START Page extract
Appellant’s only defense at trial was insanity. The defense theory, presented almost exclusively through lay witnesses, was that appellant, who had undergone a personality change since returning from the Army in 1969, experienced a severe psychiatric deterioration in the weeks preceding the offense and was completely under the control of delusional forces at the time of the shooting.

The sole expert witness for the defense, Dr. Di Di Bailey, testified that she examined appellant in February and May of 1977 and found him to be experiencing delusions and hallucinations on both occasions. She concluded that appellant was suffering from a mental disease at the time of the offense and that the offense was the “product” of his disease.

On rebuttal, the government’s only expert witness was Dr. James L. Evans, who testified that he examined appellant in April and May of 1977 and found that, although appellant may have suffered from a psychotic illness at some point in 1976 or 1977, he appeared to be recovering and was not suffering from an illness at the time of the examination. He concluded, however, that the offense was not the “product” of any illness appellant suffered in the past.

After appellant was convicted and an appeal was noted to this court, appellate counsel filed a motion for a new trial pursuant to Super.Ct.Cr.R. 33, basing the motion on newly discovered evidence and ineffective assistance of trial counsel. In support of his claim of newly discovered evidence, appellant included: (1) evidence that, during part of the period between Dr. Bailey’s first examination of appellant and Dr. Evans’ examinations, appellant was hospitalized at D. C. General Hospital’s Ugast Center and was administered daily 600 milligrams of thorazine, “a psychoactive drug which is used for the purpose of ameliorating the symptomatology of certain forms of psychosis, including schizophrenia;” (2) the opinion of Dr. Steven Steury, the psychiatrist who examined appellant upon his admission to the Center and supervised his medication, that appellant was a paranoid schizophrenic; and (3) Dr. Evans’ affidavit stating that he had never been comfortable with his diagnosis of appellant and that, if questioned under the proper legal insanity standard, he would testify that appellant was possibly not criminally responsible for the offense.

In support of his ineffective assistance of counsel claim, appellant argued that his trial counsel’s gross incompetence blotted out the essence of his insanity defense. He contended there, as on appeal, that counsel failed to: (1) prepare appellant’s only expert witness adequately; (2) obtain information available to him from appellant’s medical files at the Ugast Center (specifically the evidence of medication and the reports of two doctors whose diagnoses cast doubts on Dr. Evans’ testimony and bolstered the defense theory); and (3) present the insanity defense properly (e. g., by using the Durham test of insanity when that test had been explicitly rejected and replaced more than one year before appellant’s trial by this court’s opinion of Bethea v. United States, D.C.App., 365 A.2d 64 (1976), cert. denied, 433 U.S. 911, 97 S.Ct. 2979, 53 L.Ed.2d 1095 (1977)).
END Page extract
START Material shown
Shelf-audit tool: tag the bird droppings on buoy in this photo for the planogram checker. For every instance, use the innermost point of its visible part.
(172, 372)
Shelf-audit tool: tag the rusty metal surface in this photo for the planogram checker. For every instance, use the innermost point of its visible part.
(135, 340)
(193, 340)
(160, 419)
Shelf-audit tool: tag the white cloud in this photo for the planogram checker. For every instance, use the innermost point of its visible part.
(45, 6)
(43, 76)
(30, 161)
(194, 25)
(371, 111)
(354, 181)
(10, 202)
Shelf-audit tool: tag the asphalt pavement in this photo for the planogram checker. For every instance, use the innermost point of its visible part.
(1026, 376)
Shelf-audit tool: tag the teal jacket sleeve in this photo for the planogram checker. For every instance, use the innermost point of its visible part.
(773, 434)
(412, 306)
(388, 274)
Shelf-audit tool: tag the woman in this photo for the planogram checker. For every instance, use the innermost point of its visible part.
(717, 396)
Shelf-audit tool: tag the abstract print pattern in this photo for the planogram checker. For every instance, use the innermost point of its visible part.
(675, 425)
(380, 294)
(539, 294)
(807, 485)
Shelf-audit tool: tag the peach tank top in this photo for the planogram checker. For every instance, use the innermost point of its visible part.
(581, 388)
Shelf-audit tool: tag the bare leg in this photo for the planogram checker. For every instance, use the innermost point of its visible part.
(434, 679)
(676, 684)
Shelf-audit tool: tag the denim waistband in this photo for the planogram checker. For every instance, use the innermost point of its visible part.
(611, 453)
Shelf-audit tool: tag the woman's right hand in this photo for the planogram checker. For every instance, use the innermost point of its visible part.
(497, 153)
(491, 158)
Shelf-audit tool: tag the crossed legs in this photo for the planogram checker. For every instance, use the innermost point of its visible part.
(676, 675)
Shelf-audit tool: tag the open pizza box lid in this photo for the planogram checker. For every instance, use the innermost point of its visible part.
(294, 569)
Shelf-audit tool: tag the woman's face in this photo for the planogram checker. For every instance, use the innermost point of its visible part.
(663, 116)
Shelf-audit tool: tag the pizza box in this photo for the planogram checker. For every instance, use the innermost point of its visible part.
END Material shown
## Exercise:
Rewrite the excerpt about the insanity defense between "The sole expert" and "in the past.", inclusive, substituting "March" for "February". The material plays no role in this exercise.

## The answer:
The sole expert witness for the defense, Dr. Di Di Bailey, testified that she examined appellant in March and May of 1977 and found him to be experiencing delusions and hallucinations on both occasions. She concluded that appellant was suffering from a mental disease at the time of the offense and that the offense was the “product” of his disease.

On rebuttal, the government’s only expert witness was Dr. James L. Evans, who testified that he examined appellant in April and May of 1977 and found that, although appellant may have suffered from a psychotic illness at some point in 1976 or 1977, he appeared to be recovering and was not suffering from an illness at the time of the examination. He concluded, however, that the offense was not the “product” of any illness appellant suffered in the past.